Will you output the entries below exactly, skipping every image they contain?

MATERIAL SHOWN:
####
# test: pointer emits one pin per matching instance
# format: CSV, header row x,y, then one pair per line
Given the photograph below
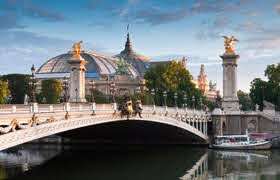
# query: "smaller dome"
x,y
139,62
97,65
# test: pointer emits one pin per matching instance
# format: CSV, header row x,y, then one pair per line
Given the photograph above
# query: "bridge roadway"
x,y
21,124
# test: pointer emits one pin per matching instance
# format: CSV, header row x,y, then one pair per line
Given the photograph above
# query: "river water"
x,y
54,161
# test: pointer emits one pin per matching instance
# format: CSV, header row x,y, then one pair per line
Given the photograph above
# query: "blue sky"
x,y
32,31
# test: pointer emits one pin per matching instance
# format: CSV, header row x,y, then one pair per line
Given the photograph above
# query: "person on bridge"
x,y
138,108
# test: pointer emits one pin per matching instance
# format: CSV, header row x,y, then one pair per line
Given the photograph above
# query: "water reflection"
x,y
135,162
244,165
199,169
23,158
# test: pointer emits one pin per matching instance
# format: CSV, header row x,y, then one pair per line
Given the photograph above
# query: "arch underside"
x,y
161,130
132,132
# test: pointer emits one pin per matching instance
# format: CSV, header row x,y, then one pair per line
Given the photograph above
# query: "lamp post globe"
x,y
32,83
185,99
165,96
175,99
193,102
92,83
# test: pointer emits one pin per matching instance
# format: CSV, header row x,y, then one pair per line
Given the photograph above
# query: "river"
x,y
54,161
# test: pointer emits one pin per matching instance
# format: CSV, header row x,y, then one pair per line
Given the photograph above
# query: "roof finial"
x,y
127,28
128,47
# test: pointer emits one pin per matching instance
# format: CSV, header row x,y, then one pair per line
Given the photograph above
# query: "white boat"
x,y
240,142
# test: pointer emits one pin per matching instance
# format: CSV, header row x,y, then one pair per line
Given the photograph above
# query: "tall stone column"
x,y
77,78
230,100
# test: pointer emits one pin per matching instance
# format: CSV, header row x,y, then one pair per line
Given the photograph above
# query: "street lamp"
x,y
154,105
65,88
33,81
142,84
193,102
76,91
164,97
113,90
175,99
185,99
92,90
153,94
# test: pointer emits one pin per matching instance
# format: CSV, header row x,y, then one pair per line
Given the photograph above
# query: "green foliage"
x,y
4,91
272,72
267,90
18,86
122,67
173,77
99,97
51,90
245,101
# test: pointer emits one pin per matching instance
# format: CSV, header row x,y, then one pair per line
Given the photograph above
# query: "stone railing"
x,y
14,117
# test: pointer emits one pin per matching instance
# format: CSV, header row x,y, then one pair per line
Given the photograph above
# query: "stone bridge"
x,y
20,124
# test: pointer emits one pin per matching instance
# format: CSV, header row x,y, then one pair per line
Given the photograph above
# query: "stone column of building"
x,y
77,75
230,100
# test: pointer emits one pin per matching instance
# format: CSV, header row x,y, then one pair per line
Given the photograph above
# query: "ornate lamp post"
x,y
33,81
154,105
165,104
153,95
142,84
92,83
185,100
76,91
193,102
113,90
175,99
92,97
65,88
165,97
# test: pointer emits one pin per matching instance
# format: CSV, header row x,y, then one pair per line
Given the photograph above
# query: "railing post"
x,y
80,107
166,110
93,108
154,109
67,107
14,109
51,108
115,107
34,108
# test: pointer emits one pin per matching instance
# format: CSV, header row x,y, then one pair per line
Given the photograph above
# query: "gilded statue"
x,y
229,43
77,48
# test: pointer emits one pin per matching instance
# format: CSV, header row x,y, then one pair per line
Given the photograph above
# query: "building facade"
x,y
125,70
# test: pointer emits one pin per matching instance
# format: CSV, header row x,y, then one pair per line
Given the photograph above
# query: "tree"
x,y
4,91
173,78
267,90
272,72
18,86
51,90
258,91
245,101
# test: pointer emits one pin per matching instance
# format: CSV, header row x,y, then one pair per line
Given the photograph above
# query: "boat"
x,y
240,142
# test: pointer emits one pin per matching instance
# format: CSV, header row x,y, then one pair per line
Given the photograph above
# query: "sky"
x,y
33,31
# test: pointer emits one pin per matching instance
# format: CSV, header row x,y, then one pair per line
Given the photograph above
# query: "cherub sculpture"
x,y
77,48
229,43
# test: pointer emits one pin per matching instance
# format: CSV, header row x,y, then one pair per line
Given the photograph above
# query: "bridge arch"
x,y
43,130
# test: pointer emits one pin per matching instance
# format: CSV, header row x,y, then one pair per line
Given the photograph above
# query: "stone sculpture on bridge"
x,y
229,43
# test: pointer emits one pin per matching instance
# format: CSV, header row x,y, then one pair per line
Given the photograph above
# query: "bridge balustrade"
x,y
20,117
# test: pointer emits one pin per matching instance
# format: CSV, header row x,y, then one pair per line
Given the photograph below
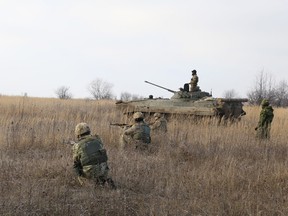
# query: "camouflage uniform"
x,y
160,124
138,134
90,157
265,120
194,81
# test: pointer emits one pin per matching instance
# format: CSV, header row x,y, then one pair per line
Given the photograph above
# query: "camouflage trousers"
x,y
127,141
263,132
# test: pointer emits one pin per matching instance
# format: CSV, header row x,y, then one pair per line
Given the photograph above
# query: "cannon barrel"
x,y
160,87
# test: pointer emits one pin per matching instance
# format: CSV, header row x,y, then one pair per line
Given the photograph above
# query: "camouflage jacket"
x,y
139,131
88,153
266,116
160,125
194,80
####
REPLY:
# test: pointer emits one pin per matching instance
# format: CSV, header row x,y, then one pair per line
Given the photograph below
# query: "smaller dome"
x,y
139,62
97,65
# test: pointer emits one pin per matching instance
# format: CSV, header row x,y, then one pair per line
Given the photograph above
# query: "bridge roadway"
x,y
21,124
# test: pointer emits one pin per matching instance
# format: CSV, header row x,y, then one pair per line
Given the photograph above
# query: "river water"
x,y
54,161
# test: pointer emits one pin per matching instance
# format: CSV, header row x,y, then one pair per line
Given the photograph above
# query: "blue sky"
x,y
32,31
# test: pointer emits one pin per matching instance
# format: CSV, header row x,y, then one pair per line
Given the photograph above
# query: "person on bridge"
x,y
138,108
# test: pointer emits one pin per matching instance
# format: CSV, header row x,y, then one pair per line
Given the photograph above
# query: "water reflection"
x,y
135,162
244,165
199,169
23,158
# test: pointer emits one pin per matching instance
# format: CSV, header row x,y, then one pair per line
Given the photograph above
# query: "arch underside"
x,y
161,130
132,132
# test: pointer emits one pin per matching instance
# format: CSV, header row x,y, then one pair per line
Given the photograph above
# query: "lamp post globe"
x,y
32,83
185,99
165,96
175,99
193,102
92,83
# test: pointer emits one pin per matching instance
# format: CSV, header row x,y, then one pair per line
Given the photograph above
# query: "river"
x,y
54,161
# test: pointer emits one pin per matching instance
# format: CSV, header row x,y, then one pair per line
Given the photograph above
# query: "roof finial"
x,y
127,28
128,47
# test: pointer emits one pin per matching instance
# format: CSV, header row x,y, then one pair per line
Given the photograph above
# query: "white boat"
x,y
240,142
# test: pointer emits one pin per matching instance
# format: CSV, header row x,y, then one pair per line
Given the photograph above
# query: "tall stone column"
x,y
77,78
230,100
# test: pointer emits one pin per matching instance
# format: CSV, header row x,y, then one pair per line
Given the photograph above
# query: "street lamp"
x,y
154,105
65,88
33,81
142,84
193,102
76,91
164,97
113,90
175,99
185,99
92,90
153,94
# test: pointer emits one pin per matching instance
# format: CSV, header row x,y, then one pair per line
Given the photograph above
# query: "green foliage"
x,y
4,91
272,72
267,90
18,86
122,67
173,77
99,97
51,90
245,101
# test: pointer emits one pin per matching instance
# format: CSV, header row x,y, then one pair per line
Given the photograph above
# query: "stone railing"
x,y
14,117
# test: pointer emits one pin per matching instance
# format: CSV, header row x,y, then one pair per line
Given the photograph above
# query: "stone bridge"
x,y
20,124
# test: pointer emits one pin per matching instance
# format: CSV, header row x,y, then one pair per line
Given the photograph above
# query: "stone column of building"
x,y
77,75
230,100
# test: pointer emits one pin per matching instance
# format: CSV, header row x,y, then one pair per line
Given the photograph above
# query: "ornate lamp post"
x,y
33,81
154,105
165,104
153,95
142,84
92,83
185,100
76,91
193,102
113,90
175,99
92,97
65,88
165,97
# test: pointer emits one pin per matching instance
# format: CSV, header row x,y, then one pair per line
Given the photograph above
# query: "railing post"
x,y
80,107
166,110
93,108
154,109
67,107
14,109
51,108
115,107
34,108
# test: pointer emits one pin per matching instance
# format: CSV, header row x,y, then one pair per line
Given the photograph above
# query: "gilded statue"
x,y
229,43
77,48
# test: pointer emits one pin per matching instance
# format: CSV, header row x,y, then one pair per line
Given the photograph above
# query: "building facade"
x,y
125,70
# test: pointer emits one pin per matching instance
# format: CSV, header row x,y, then one pair per line
Given the photograph above
# query: "tree"
x,y
4,91
173,78
267,90
272,72
18,86
51,90
258,91
245,101
# test: pointer emits one pin per matching instance
# format: CSV, header row x,y, then one pair per line
Given the photograph above
# query: "boat"
x,y
240,142
# test: pointer emits one pin per matching instance
# format: CSV, header row x,y, then one pair per line
Given the photograph above
# query: "sky"
x,y
33,31
# test: pointer emits one pin per matching instance
# format: CSV, header row x,y, then one pair per line
Given the photograph above
# query: "cherub sculpture"
x,y
77,48
229,43
# test: pointer emits one pin per matching instance
# format: CSV, header row x,y, then one pair per line
Given the photograph above
# query: "bridge arch"
x,y
43,130
# test: pointer emits one pin per matching instance
# format: CSV, header row x,y, then one pair per line
Given the photograph above
# query: "stone sculpture on bridge"
x,y
229,43
# test: pointer emits one pin per matching instance
# format: CSV, header row x,y, then one pair per line
Given the photograph above
# query: "bridge balustrade"
x,y
20,117
# test: pointer emits one pin per matching instance
# format: CSV, header row x,y, then one pair per line
Given the photograph below
# query: "camouflage uniform"
x,y
160,124
138,134
90,157
265,120
194,81
# test: pointer emits one pin per matching instance
# format: CSV, header row x,y, then one pair per line
Given the photograph above
# query: "camouflage trousers"
x,y
127,141
263,132
# test: pointer emits one pin per matching instance
# format: CSV, header row x,y, then one pair per line
Given the photograph above
# query: "cannon barrel"
x,y
160,87
# test: pointer emits one pin per matching instance
# format: CSV, header row x,y, then one pair per line
Given the photograph above
# query: "camouflage jacket"
x,y
139,131
88,153
266,116
160,125
194,80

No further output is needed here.